[GIVEN PASSAGE]
== Segment start ==
For now, the brand is targeting Canada with plans to expand into the US. They’re also considering India due to its large population—1.5 billion—and a growing middle class that’s increasingly owning dogs as pets, says Warren. None of Dockside’s products include beef, which is a big deal to many Indians who eschew bovine-based food for cultural and religious reasons.
With some consumers are having a hard time contemplating noshing down pulverized bugs themselves, there may be a similar gut-wrenching reaction to feeding crickets to our beloved pets. Warren doesn’t see this as a major issue.
“I think a lot of it will come down to marketing and nomenclature. We don’t call it food waste,” explains Warren. “Secondly, we will be hitting fairly heavily on social media. It gives us a chance to explain that some of these produce and seafood seconds are actually nutritionally superior.”
Cauliflower provides a good example. If a head of cauliflower has too much anthocyanin pigment, it can bear a purplish hue which supermarkets and consumers find unsightly. This compound has been associated with multiple health benefits, however, including preventing eye disorders and improving brain function.
“The more anthocyanin it has, the better it actually is for the pet nutritionally,” says Warren. “That hue actually disqualifies it from making it onto store shelves because we are conditioned to buy white cauliflower. Social media will allow us to point out the silliness of the purchasing habits of consumers and how we are manipulated into doing stupid things when we buy food.”
This is relatively easy compared to marketing in the past, he notes, with social media’s ability to instantly send a message on a more widespread basis and a much lower price.
In addition to a sound social media marketing strategy, forming strategic partnerships is an important goal for Dockside. The new venture with Midgard and Perennia is just a sampling of the partnerships to come, says Warren.
“You’ll see us doing deals with very big names,” forecasts Warren. “The plan is to make Nova Scotia the center of research regarding how to use rescued fresh food and sustainable products in the pet industry. We intend to bring in significant partners to assist in that.”
== Segment end ==
[SOURCE MATERIAL]
== Segment start ==
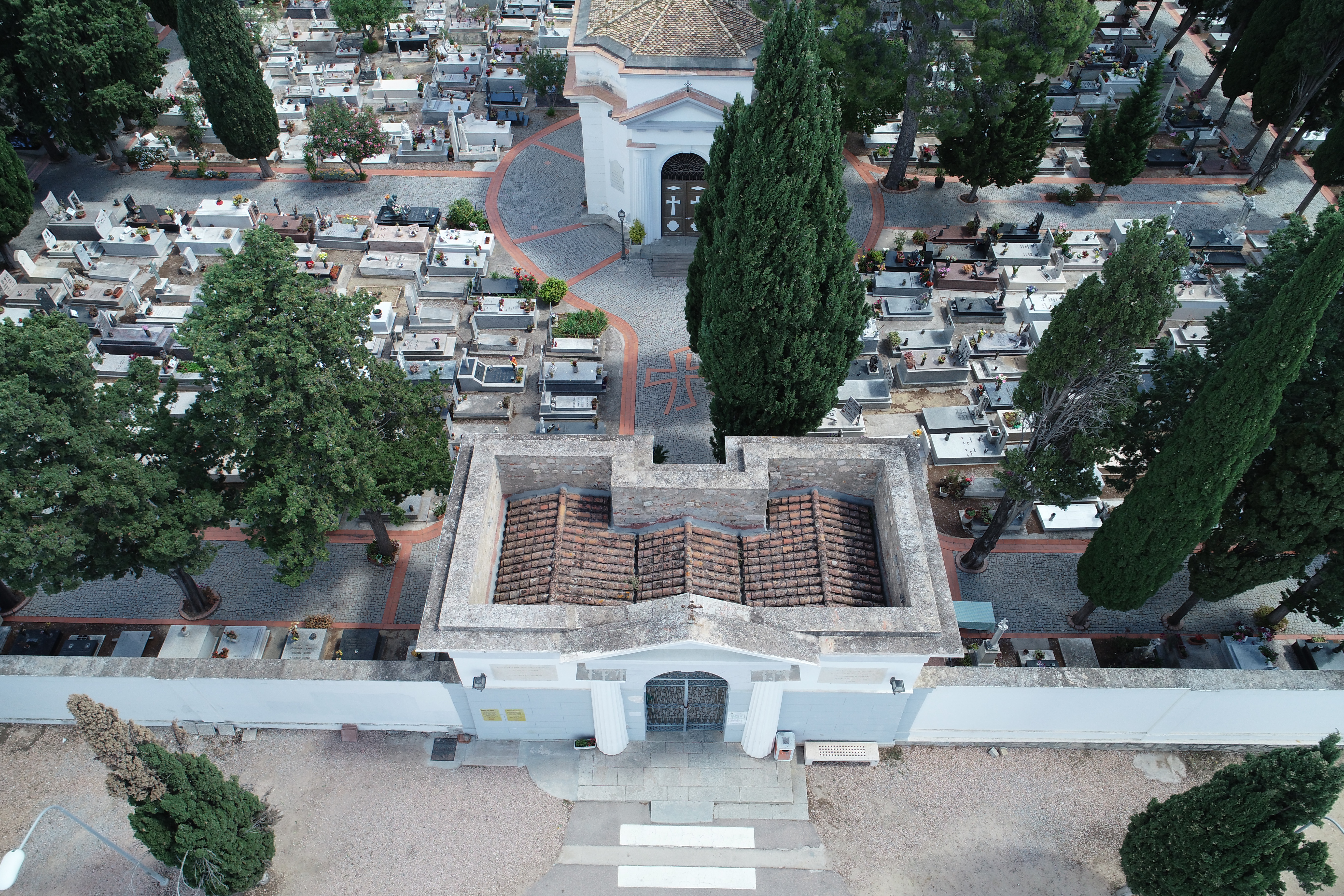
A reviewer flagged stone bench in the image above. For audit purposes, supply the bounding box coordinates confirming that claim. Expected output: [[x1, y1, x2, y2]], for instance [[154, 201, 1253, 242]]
== Segment end ==
[CHECK YOUR UNDERSTANDING]
(a) Translate this sentence from the passage about Dockside's pet food into Spanish: "If a head of cauliflower has too much anthocyanin pigment, it can bear a purplish hue which supermarkets and consumers find unsightly."
(b) Write a continuation of the passage about Dockside's pet food, starting after its final sentence.

[WRITTEN RESPONSES]
(a) Si una cabeza de coliflor tiene demasiado pigmento de antocianina, puede adquirir un tono violáceo que a los supermercados y a los consumidores les resulta antiestético.

(b)
In a recent statement, Dane Creek Capital announced that it was looking to partner with new pet industry companies seeking fresh sources of funding and management support. It anticipates closing up to three investments by the end of 2016.
As for scaling Dockside, Warren is optimistic. They’re experimenting with apples, carrots, cranberries, and Pollock, a meaty white fish, for future product lines. Mealworms are also on their radar, and the company is already experimenting with using mealworm oil as a binding agent.
There are a few challenges, including navigating the rapidly shifting food safety regulations in the US. The FDA has made substantial strides implementing the new Food Safety Modernization Act, which applies to both human food and pet food.
Not every state recognizes insects as a protein, either.
“Our plan and expectation is that more states will start recognizing cricket protein for pet food and meal mix,” he says. “It’s just a matter of time.”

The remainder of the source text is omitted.